— Problem set —
a) Return the passage of the regenerative gardening tips between "Living soils are" and "and/or humic acids.", inclusive.
b) Continue the regenerative gardening tips from the point where they stop.

— Excerpted passage —

---------------

Want thriving plants and happy soil? Dig into these top regenerative gardening tips—from compost and cover crops to mulch and microbes—and grow a garden that gives back!

Here are the top 5 ways to build soil health…

Compost is like gold for soil. It boosts fertility, supports microbial life, improves structure, and enhances moisture retention. You can also add worm castings, leaf mold, aged manure, and crop residues.
The goal? Feed the soil, not just the plants.
Healthy soil typically has 3-5% organic matter or higher, but even 1% soil organic matter can make a huge difference in its water holding capacity and structure.

Don’t let your garden sit idle! Planting cover crops like clover, vetch, rye, or buckwheat in the off-season helps protect soil from erosion, suppress weeds, add biomass, and support diverse soil life. When turned in or cut back, they also act as green manure.
Use winter cover crops to keep living roots in the soil during the dormant season - they’re like a warm blanket for your soil life.

Monocultures (fancy word for planting 1 crop over and over) can deplete soil and encourage pests. By mixing things up - intercropping, rotating crops, or planting polycultures - you support a wide variety of microbes, fungi, and insects that help balance your soil ecosystem.
Why it works: Each plant family exudes different sugars into the soil through its roots. That feeds different microbial populations, which improves nutrient cycling and resilience.

Living soils are teeming with bacteria, fungi, protozoa, nematodes, and many other critters that all work together to feed your plants and support your garden. Compost teas, microbial inoculants, or fermented plant extracts can help jumpstart biology in depleted soils. We call this “Biohacking your soil”.
Pro tip: look for supplements that contain beneficial microbes such as bacillus, mycorrhizae, trichoderma, and/or humic acids.

A 2-4” layer of organic mulch, like staw, leaves, bark, or wood chips, shields your soil from wind and sun, suppresses weeds, keeps soil temperatures stable, holds onto moisture to keep plants happy, and slowly decomposes to feed microbes. Compost and mulch are a gardener’s silent helpers - they really do most of the work.
Bonus: Fungal-dominant soils (like those under wood mulch) are especially good for perennials, trees, and shrubs.
Here are the top 5 ways to protect soil structure…

Tilling and excessive digging break up the soil’s structure and disrupt fungal hyphae and microbial habitats. If possible, reduce or eliminate tilling, especially deep or frequent tilling, and opt for a no-dig or broadfork method to loosen compacted layers. This is hard to avoid in a new bed or after a garden renovation, but try to minimize digging too much soil in future years to preserve its healthy structure.

---------------

— The data —
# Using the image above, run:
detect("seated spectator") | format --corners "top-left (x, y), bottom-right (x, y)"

---------------

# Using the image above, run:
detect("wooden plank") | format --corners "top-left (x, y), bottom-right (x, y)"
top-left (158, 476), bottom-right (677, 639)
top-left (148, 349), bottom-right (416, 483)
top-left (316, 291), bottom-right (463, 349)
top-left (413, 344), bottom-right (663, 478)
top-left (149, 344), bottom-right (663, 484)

---------------

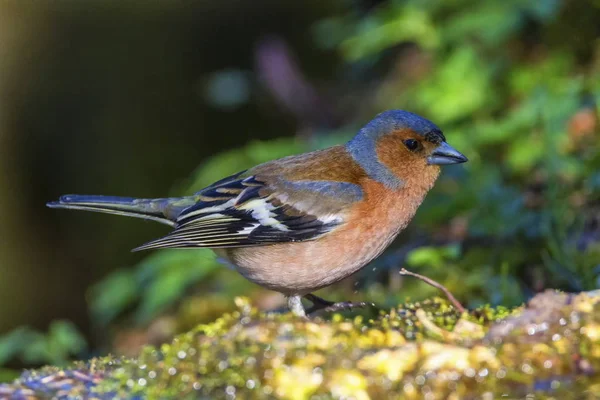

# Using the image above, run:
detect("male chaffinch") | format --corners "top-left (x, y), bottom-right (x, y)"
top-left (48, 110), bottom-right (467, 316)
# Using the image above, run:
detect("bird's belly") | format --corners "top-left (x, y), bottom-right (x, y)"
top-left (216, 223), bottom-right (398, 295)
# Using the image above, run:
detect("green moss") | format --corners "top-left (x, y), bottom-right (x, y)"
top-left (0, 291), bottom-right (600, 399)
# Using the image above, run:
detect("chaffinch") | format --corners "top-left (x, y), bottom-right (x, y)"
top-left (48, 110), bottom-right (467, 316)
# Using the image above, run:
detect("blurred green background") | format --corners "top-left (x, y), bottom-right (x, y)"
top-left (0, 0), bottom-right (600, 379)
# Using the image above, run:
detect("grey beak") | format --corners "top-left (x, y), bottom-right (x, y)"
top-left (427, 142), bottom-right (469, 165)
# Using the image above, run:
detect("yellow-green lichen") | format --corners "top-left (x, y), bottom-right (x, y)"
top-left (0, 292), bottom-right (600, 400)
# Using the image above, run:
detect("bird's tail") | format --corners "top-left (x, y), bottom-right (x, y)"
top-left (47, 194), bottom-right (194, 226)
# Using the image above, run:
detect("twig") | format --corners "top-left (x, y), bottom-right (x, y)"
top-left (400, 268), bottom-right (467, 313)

---------------

— Per-task answers —
a)
Living soils are teeming with bacteria, fungi, protozoa, nematodes, and many other critters that all work together to feed your plants and support your garden. Compost teas, microbial inoculants, or fermented plant extracts can help jumpstart biology in depleted soils. We call this “Biohacking your soil”.
Pro tip: look for supplements that contain beneficial microbes such as bacillus, mycorrhizae, trichoderma, and/or humic acids.

b)
Science fact: Fungal hyphae and glomalin (a sticky substance secreted by microbes) help hold soil particles (aka aggregates) together. Tillage destroys both!

Bare soil is vulnerable soil. Wind and rain can quickly wash away topsoil and nutrients. If you’re between crops, plant a cover crop or throw down mulch to keep soil protected and active, and keep it where it belongs - in your garden.
Consider this: Weeds aren’t always weeds - they can help hold the soil together while a new crop establishes. And, see the previous point about plant diversity too.
Synthetic fertilizers and pesticides may offer quick fixes, but they often harm beneficial microbes and disrupt natural nutrient cycling. Over time this leads to compaction, nutrient imbalances, and can lead to chemical-resistant pests (super bugs that the pesticide no longer works on).
Better approach: Use organic fertilizers, compost, biological controls (friendly bugs), and integrated pest management practices to nourish rather than sterilize.
Overwatering creates anaerobic conditions that suffocate roots and microbes, and encourage plant diseases. Under-watering stresses plants and halts microbial activity (they need it too). Aim for consistent, moderate moisture. And use a gentle breaker or watering wand to avoid blasting the soil with high pressure.
Soil hack: Add organic matter and mulch to help your soil retain moisture and reduce watering needs.

Walking or driving on garden soil - especially when it’s wet - compresses pore space and reduces oxygen availability for roots and microbes. Use designated paths, raised beds, and /or stepping stones to keep foot traffic off growing areas. Lawns could be an exception, but grass doesn’t like compacted soil either. Best to tread lightly!
Your soil is alive - treat it that way!
Soil isn’t just dirt - it’s a living, breathing ecosystem. By feeding it, protecting it, and minimizing harm, you’re building a stronger foundation for everything you grow.
Want to see results? Try just one or two of these practices this season. Over time, they build on each other, creating resilient soil that supports thriving plants, healthy harvests, and you!